■ Data extract
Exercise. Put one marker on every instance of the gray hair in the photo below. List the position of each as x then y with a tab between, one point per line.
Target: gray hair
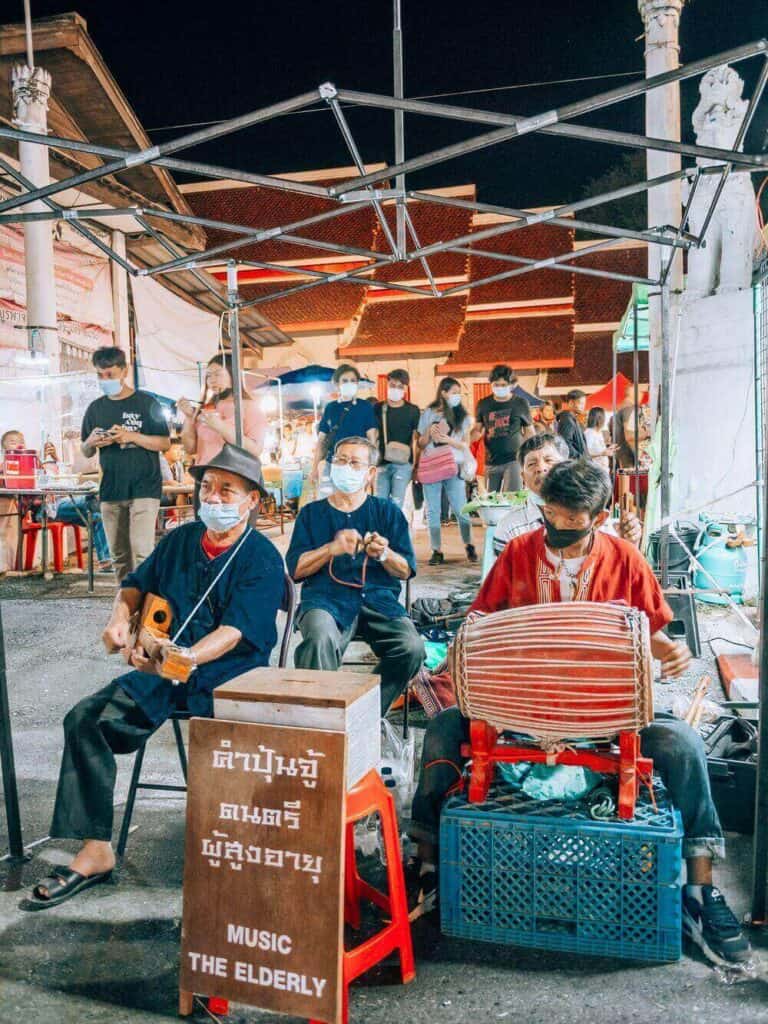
373	451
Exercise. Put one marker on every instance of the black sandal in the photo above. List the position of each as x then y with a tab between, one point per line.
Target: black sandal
62	885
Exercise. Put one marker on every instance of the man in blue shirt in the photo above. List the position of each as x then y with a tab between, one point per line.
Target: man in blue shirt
224	583
349	417
351	551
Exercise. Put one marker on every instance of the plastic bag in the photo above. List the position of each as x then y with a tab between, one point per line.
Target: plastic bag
550	781
396	765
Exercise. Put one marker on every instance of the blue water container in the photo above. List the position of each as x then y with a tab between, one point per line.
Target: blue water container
726	566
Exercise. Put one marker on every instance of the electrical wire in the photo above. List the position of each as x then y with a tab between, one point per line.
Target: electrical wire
431	95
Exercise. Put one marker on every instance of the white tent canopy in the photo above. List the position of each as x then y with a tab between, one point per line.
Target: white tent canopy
174	340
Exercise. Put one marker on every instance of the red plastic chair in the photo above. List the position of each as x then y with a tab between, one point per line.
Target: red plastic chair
30	531
370	796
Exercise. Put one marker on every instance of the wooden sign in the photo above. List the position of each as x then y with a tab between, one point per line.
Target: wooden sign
262	919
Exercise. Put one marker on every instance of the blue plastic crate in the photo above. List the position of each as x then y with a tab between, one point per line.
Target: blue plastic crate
545	875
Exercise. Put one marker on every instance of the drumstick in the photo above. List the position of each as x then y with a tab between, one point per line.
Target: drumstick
693	715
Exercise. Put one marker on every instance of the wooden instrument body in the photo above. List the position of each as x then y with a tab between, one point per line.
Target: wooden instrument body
152	631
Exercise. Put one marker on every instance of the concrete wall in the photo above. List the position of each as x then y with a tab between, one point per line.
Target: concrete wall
713	411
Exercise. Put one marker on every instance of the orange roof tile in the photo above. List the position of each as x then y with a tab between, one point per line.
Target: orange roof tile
331	305
538	242
525	343
594	364
267	208
409	326
600	300
432	223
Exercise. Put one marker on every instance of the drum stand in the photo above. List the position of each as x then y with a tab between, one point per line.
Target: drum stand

■ Challenge
Rewrite the records above with every "marker" changed to "dot" and all else left as it stands, omitting the pictures.

■ Written answer
Exercise. Put one dot on every instance of the gray hair in the photo below. List the position of each as x then y with a tab between, one point per line.
Target: gray hair
373	451
Exercise. Put one dot on every instance of the black sandal in the photo above. List the position of each as x then y with a tab between, one point per line.
Target: black sandal
62	885
Exercise. Put one dot on every instance of the man in blue shirt in the photo above. List the position of each as x then y with a tab between, one point per line.
Target: man in blue shirt
224	583
349	417
351	551
Exercise. Put one dot on every instance of the plastic bag in the photo above. List the position of each as x then y with a tab between, one point per line.
Target: plastic bag
550	781
396	765
Exercise. Put one dot on every instance of the blue water container in the photo above. List the position of each as x then y with a tab between, one point per line.
Target: blue water container
726	566
Exercise. Put one dot on every instance of the electrical wire in the photo above. List the position of each as x then y with a tab between, one point per line.
Target: electrical wire
431	95
Exercise. Put one dot on every instance of the white tent canopy in the photo above. List the position of each as x then y with a tab between, one point per line.
Target: white tent canopy
174	340
Exercise. Put one dot on every instance of the red plastic chair in the photo above. List the position of each as x then y with a tab between, one point per line.
Target: red plastic chair
30	531
370	796
Exercise. Put one dot on every instance of the wooden sign in the photo above. List the position of each as x then y with a tab between, one point per line.
Target: wooden sign
262	919
Exercise. Put one dot on every instance of the blue plastic crate in the photo above. List the position of each as x then y with a tab between, one point per line.
Target: blue plastic crate
545	875
Exercise. Put one dot on every instance of the drumstick in the photo above. List the position of each as x then y with a tab between, one point per line.
Target: drumstick
693	715
Exercise. Put one dot on every instance of the wooden instrument body in the photo above. List the position of each as x then y with a tab between, one point per line.
Target: wooden instrument body
152	631
Exercise. Put one dot on every instance of the concrete wall in the photo above. List the position of each as x then y with a tab between, one point per line.
Target: concrete wall
713	411
Exercise. Put one dot on every instance of the orange roof tile in the photo above. List the position of each as x then y with a tab between, one point per line.
Target: orange roof tile
331	305
538	242
525	343
594	364
267	208
409	326
600	300
432	223
Exercise. Put one dot on every instance of the drum stand in the photo above. List the position of each as x then y with a tab between, one point per line.
Target: drum stand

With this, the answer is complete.